* Begin Data in this exercise *
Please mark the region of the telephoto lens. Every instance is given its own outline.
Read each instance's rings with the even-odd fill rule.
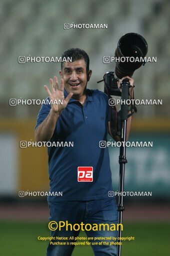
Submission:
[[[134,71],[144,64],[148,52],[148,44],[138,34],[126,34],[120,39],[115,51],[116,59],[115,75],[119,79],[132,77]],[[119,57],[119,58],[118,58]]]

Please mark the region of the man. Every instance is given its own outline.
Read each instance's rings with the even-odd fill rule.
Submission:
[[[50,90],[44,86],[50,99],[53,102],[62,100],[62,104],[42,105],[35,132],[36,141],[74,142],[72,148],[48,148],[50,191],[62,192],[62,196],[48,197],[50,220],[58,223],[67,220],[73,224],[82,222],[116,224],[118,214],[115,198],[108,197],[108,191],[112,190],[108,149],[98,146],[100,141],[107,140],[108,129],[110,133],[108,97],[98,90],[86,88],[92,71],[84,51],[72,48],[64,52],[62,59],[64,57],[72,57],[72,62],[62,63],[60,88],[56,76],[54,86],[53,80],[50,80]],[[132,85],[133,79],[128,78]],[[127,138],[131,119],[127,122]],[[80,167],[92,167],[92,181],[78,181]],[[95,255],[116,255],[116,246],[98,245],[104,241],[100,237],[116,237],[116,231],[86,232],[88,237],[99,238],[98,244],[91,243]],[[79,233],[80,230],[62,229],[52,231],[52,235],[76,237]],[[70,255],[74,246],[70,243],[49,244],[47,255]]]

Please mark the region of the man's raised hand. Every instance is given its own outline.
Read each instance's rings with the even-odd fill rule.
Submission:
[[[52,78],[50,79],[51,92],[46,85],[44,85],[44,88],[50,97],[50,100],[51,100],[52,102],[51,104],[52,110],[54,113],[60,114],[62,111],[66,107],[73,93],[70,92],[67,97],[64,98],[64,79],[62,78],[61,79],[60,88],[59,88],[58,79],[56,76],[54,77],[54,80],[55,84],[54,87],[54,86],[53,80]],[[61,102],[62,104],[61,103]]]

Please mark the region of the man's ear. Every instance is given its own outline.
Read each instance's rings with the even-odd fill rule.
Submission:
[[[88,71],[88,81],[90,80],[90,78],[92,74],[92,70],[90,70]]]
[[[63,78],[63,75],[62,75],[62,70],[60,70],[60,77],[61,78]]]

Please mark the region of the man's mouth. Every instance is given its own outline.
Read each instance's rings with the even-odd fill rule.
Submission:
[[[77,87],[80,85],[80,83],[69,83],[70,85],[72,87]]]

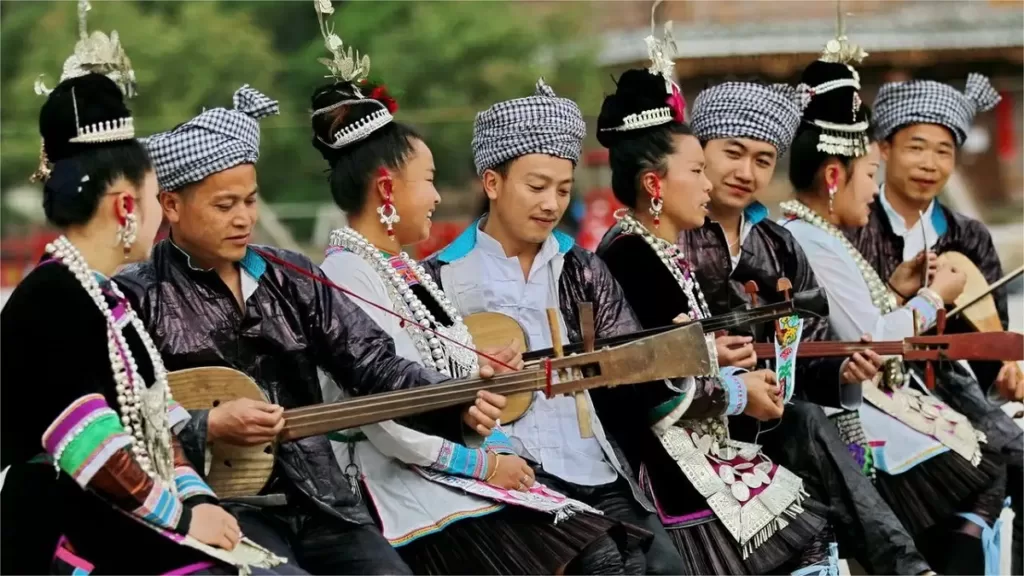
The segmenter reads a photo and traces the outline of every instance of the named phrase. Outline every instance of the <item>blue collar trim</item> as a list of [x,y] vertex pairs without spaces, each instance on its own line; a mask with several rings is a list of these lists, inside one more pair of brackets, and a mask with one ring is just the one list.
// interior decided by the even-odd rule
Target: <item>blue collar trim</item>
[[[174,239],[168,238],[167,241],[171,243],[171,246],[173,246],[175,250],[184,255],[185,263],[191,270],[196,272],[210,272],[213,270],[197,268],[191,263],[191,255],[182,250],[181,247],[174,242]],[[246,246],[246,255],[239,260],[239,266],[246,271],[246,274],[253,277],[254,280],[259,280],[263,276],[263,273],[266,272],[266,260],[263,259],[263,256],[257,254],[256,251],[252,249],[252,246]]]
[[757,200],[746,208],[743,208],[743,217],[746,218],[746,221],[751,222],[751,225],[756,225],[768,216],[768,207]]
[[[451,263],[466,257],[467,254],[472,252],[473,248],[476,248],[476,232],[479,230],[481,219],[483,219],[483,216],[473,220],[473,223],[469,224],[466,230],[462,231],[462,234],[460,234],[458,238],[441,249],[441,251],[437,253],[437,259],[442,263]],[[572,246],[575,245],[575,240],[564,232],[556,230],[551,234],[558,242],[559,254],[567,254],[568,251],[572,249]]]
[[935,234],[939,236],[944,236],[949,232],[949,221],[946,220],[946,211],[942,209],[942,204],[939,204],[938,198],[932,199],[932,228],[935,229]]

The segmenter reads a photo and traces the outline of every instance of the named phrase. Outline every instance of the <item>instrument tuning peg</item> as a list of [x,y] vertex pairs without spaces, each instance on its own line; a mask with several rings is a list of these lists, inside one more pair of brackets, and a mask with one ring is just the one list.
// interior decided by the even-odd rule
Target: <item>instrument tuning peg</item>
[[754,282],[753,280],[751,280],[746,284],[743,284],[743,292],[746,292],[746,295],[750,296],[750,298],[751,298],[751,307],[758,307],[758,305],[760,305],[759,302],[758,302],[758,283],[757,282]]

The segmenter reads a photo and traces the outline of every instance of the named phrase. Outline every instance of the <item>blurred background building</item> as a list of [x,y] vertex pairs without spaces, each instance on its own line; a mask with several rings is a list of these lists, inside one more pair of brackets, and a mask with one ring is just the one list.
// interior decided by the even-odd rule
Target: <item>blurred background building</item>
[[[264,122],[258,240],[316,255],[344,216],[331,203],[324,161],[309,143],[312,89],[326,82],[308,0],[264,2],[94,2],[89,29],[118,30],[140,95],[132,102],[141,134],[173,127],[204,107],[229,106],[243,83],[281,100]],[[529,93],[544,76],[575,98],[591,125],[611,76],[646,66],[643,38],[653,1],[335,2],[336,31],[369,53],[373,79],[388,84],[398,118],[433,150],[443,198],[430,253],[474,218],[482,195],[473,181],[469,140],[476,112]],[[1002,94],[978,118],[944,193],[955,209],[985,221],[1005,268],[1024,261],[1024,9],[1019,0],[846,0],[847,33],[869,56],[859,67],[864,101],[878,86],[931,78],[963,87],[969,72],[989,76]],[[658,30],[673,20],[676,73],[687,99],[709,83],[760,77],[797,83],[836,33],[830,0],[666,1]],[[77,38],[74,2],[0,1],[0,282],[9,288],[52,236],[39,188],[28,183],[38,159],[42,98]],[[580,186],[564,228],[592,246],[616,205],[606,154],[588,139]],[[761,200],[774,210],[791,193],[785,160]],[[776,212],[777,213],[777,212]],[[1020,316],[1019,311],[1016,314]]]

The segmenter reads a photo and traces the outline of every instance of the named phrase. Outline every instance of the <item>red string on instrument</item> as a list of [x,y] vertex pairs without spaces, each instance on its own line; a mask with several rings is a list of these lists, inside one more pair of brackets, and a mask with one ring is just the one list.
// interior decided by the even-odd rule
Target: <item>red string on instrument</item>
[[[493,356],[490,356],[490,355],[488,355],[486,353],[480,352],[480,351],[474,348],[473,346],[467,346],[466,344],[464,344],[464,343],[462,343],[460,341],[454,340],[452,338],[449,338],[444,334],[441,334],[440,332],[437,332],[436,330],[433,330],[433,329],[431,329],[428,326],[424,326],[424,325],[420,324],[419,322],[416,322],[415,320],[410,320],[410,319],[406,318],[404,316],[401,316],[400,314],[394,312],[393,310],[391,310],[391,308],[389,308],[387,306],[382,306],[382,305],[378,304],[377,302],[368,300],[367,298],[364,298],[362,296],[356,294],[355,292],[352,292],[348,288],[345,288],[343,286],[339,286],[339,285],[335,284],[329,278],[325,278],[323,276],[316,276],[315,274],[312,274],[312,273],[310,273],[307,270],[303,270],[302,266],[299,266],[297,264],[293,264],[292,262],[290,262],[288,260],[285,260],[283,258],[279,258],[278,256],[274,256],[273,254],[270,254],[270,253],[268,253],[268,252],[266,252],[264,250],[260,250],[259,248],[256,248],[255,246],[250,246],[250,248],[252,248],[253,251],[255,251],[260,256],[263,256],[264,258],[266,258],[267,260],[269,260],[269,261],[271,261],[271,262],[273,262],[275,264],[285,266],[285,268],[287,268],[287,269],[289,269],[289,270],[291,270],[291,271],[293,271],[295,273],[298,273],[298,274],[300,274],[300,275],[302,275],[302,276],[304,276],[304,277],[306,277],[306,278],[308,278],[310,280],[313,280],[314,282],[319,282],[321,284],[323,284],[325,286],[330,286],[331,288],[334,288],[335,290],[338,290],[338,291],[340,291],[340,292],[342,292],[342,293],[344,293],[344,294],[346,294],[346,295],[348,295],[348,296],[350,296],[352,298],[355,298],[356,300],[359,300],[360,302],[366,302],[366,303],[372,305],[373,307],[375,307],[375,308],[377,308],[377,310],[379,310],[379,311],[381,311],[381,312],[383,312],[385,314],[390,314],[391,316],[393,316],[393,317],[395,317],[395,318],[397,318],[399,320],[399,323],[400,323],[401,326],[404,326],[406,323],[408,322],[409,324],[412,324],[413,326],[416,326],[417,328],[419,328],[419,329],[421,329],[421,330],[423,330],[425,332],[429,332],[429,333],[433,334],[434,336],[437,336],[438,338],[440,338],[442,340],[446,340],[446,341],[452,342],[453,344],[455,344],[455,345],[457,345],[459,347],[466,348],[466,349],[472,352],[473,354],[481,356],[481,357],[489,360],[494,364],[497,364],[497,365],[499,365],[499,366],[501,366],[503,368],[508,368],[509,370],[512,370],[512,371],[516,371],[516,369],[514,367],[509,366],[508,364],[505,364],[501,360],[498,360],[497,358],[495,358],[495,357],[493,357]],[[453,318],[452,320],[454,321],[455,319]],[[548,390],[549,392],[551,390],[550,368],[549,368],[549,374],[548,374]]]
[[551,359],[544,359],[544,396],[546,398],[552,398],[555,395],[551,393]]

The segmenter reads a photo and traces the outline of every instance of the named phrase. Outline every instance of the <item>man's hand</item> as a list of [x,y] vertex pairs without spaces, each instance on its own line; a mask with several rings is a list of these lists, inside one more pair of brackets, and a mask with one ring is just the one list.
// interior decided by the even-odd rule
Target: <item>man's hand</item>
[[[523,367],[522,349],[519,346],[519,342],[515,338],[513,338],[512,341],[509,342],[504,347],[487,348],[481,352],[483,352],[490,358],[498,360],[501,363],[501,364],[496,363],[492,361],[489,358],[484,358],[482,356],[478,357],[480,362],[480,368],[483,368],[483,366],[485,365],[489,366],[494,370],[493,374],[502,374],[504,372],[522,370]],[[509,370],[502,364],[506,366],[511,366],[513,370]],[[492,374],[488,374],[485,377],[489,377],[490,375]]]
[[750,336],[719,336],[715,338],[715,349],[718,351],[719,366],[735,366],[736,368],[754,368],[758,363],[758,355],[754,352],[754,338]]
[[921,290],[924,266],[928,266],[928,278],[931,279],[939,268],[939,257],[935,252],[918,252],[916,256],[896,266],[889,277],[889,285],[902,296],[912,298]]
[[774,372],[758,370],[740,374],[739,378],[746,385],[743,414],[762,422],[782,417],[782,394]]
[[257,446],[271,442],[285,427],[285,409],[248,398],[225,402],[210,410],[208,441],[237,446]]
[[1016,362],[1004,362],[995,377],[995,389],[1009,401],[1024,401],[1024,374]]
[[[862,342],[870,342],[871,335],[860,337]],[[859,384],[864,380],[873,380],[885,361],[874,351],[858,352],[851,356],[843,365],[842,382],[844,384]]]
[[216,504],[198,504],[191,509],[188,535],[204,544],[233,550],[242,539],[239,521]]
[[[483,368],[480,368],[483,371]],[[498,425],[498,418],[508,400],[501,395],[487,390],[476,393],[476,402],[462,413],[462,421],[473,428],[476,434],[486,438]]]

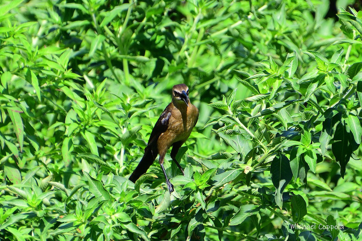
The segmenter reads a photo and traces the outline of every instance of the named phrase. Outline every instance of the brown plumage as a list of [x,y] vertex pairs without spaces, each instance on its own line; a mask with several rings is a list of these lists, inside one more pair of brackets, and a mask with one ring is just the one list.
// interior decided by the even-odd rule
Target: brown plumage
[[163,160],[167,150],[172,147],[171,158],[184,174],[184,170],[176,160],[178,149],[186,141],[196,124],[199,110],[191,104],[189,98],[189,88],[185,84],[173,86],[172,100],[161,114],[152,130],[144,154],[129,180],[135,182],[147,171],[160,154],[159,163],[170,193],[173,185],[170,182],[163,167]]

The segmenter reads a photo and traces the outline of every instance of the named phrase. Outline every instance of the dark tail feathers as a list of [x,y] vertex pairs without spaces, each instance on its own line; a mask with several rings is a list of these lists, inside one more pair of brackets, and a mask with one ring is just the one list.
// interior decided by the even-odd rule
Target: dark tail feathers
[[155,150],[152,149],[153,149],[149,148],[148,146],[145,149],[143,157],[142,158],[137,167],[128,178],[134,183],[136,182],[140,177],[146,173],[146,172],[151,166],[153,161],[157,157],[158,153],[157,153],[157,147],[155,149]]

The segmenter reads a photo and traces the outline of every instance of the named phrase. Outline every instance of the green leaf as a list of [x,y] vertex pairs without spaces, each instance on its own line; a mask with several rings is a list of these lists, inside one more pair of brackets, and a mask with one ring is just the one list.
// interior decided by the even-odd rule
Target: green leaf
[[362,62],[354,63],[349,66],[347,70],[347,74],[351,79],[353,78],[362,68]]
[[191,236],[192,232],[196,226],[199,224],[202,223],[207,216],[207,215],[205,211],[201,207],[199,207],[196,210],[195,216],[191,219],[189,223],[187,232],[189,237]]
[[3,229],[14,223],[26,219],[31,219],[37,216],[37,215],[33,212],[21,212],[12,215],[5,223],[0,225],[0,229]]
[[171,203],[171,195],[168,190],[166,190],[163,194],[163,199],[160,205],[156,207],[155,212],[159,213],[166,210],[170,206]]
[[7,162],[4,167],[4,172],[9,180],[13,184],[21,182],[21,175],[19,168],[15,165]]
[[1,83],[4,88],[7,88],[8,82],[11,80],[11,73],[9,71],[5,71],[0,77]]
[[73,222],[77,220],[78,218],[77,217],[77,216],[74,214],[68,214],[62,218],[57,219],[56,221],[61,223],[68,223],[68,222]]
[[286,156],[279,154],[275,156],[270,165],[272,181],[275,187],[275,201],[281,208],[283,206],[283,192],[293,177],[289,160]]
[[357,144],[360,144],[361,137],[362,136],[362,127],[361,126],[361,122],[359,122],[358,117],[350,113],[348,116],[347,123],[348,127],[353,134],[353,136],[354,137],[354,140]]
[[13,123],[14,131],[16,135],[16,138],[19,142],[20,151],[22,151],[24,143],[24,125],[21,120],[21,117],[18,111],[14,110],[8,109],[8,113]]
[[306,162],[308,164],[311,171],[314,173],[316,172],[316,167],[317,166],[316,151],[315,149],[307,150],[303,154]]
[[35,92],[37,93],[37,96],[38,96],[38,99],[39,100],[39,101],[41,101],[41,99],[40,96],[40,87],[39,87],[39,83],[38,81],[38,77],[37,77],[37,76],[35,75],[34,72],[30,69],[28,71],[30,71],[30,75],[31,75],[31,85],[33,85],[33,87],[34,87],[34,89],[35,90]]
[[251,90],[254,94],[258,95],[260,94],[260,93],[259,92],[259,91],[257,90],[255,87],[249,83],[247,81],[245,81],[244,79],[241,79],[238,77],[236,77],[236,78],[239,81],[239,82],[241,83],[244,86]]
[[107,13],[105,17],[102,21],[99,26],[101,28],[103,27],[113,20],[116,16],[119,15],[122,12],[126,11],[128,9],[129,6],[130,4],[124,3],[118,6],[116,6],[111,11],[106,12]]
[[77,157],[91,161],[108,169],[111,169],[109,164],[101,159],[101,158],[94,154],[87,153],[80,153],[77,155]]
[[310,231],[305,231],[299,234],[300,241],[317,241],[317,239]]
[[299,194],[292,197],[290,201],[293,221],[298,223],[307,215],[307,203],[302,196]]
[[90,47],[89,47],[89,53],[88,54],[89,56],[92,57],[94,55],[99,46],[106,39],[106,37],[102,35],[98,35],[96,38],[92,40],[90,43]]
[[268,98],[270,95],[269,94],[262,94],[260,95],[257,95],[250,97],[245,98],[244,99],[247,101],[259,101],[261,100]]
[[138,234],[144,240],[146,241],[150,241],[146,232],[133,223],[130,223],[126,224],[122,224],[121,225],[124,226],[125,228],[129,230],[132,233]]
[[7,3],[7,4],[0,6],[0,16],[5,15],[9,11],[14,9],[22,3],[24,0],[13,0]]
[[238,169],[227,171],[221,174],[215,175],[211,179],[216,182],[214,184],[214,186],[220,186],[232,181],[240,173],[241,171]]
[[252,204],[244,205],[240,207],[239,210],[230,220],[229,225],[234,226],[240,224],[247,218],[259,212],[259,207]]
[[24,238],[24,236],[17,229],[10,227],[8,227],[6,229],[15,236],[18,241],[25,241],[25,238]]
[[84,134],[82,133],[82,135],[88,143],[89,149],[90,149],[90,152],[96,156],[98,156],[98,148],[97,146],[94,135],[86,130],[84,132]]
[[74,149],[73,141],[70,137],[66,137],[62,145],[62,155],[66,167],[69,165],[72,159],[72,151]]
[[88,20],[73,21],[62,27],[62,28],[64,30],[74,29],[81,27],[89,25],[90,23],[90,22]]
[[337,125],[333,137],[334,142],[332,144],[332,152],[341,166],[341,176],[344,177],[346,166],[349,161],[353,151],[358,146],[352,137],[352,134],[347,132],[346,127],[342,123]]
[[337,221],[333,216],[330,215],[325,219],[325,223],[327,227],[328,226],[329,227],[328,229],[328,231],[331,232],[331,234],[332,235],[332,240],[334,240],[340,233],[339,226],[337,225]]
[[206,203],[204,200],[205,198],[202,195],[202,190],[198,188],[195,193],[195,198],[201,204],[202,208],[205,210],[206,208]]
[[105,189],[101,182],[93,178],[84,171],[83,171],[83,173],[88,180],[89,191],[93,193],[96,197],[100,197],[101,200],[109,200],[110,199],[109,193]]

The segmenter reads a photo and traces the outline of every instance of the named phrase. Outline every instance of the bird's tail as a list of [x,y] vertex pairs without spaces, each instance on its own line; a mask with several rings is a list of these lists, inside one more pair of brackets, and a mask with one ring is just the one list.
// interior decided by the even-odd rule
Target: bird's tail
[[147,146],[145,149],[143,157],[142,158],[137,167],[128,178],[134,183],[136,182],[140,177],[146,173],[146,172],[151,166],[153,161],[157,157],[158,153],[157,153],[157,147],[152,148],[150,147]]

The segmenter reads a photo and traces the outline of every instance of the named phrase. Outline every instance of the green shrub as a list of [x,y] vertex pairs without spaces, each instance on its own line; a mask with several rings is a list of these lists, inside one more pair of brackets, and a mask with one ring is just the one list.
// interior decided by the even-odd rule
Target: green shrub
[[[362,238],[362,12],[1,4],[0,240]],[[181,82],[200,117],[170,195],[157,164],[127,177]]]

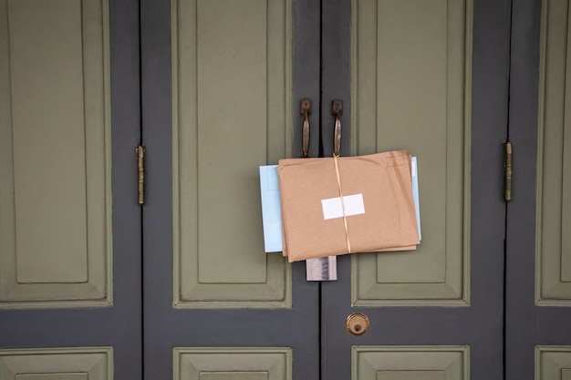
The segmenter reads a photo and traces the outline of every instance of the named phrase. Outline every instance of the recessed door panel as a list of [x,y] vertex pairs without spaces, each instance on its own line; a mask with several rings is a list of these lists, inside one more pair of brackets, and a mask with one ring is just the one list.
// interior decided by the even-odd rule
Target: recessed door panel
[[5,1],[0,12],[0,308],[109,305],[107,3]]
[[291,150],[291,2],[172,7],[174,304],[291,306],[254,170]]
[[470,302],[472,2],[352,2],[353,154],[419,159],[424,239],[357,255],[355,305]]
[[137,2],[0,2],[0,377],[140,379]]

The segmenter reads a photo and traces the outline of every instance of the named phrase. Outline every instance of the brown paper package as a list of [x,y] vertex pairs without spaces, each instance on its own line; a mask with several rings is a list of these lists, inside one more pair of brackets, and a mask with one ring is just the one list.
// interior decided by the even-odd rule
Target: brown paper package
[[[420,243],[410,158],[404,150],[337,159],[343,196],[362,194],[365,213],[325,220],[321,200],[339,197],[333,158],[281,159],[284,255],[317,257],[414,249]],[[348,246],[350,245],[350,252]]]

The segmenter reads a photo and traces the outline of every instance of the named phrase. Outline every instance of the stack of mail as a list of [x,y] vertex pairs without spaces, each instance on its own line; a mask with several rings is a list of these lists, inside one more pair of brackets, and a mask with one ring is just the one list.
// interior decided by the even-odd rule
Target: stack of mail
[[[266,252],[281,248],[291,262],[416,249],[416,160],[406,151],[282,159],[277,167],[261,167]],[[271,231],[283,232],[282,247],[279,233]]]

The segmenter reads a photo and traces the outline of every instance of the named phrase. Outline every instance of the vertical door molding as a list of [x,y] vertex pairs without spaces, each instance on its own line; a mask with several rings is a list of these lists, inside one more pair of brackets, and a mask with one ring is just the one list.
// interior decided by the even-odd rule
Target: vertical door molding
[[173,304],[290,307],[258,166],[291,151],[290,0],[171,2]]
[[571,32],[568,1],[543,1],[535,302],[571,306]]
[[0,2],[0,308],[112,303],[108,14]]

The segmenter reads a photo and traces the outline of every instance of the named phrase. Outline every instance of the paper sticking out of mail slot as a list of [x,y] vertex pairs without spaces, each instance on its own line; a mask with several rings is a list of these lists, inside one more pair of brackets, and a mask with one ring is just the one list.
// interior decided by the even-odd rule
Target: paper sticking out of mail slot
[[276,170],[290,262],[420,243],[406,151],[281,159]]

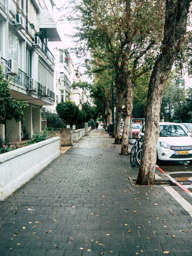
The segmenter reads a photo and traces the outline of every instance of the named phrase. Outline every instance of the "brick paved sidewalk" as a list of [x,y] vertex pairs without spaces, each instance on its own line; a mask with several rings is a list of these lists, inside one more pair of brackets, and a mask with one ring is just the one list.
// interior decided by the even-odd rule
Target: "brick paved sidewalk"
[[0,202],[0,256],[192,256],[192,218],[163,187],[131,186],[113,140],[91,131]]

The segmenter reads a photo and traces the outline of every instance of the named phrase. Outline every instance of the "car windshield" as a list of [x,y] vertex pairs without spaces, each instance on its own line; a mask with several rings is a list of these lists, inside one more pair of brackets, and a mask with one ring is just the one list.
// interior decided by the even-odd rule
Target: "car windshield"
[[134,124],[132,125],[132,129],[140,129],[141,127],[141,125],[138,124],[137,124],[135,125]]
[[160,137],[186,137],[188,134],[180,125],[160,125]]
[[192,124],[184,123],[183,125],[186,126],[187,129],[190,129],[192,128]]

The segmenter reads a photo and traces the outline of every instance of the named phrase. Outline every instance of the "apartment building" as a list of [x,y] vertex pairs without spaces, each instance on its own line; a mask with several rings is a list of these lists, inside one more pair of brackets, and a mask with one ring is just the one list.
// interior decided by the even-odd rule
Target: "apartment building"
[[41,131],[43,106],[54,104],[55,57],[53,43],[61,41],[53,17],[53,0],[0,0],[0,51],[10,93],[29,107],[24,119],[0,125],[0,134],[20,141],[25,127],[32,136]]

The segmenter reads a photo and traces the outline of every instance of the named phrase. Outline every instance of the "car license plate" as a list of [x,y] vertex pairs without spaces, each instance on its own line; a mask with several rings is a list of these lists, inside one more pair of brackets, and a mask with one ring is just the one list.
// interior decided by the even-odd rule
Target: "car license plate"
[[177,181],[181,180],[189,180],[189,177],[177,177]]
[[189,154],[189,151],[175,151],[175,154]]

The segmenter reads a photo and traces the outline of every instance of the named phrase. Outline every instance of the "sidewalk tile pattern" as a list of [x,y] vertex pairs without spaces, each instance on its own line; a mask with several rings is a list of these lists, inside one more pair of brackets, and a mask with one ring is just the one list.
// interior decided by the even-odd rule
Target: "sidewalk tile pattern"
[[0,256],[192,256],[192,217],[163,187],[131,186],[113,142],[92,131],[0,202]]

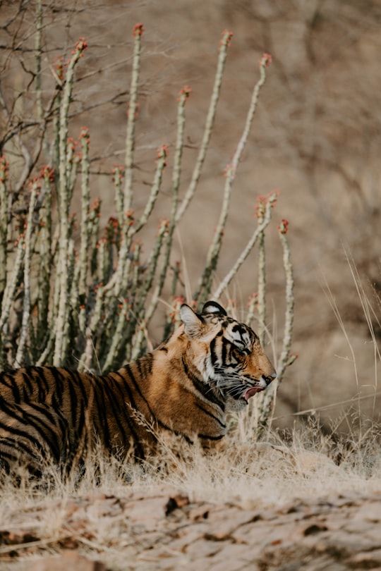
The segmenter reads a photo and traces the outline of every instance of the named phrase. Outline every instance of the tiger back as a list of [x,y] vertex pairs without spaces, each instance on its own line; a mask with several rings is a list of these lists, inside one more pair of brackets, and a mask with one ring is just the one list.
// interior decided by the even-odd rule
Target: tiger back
* End Data in this exercise *
Reproduce the records without any alteration, from the line containing "of the vertical" through the line containing "[[276,170],[290,262],[420,243],[406,151],[281,159]]", with both of those lines included.

The segmenter reads a photo and traces the outline of every instance of the named phrase. Outline every instance of the vertical door molding as a list of [x,y] vertex pairs without spaces, each instance on its own line; a mask with several rings is a list of these lists, inside one more pair of brackets, and a mask with one ring is just the one list.
// interior decided by the even-odd rule
Target: vertical door molding
[[173,304],[290,307],[258,166],[291,151],[290,0],[171,2]]
[[571,32],[568,1],[543,1],[535,302],[571,306]]
[[0,2],[0,308],[112,303],[108,14]]

The segmenter reads a photo and traces the outline of every instance of the named phrase. Outline every instance of the paper sticking out of mail slot as a list of [x,y] vertex pairs without spaces, each instance on its own line; a mask with several rings is a list of these lists, inside one more pair of brackets, and a mask with one ring is just the one list.
// interior decided by the even-odd rule
Target: paper sticking out of mail slot
[[276,170],[290,262],[420,243],[406,151],[281,159]]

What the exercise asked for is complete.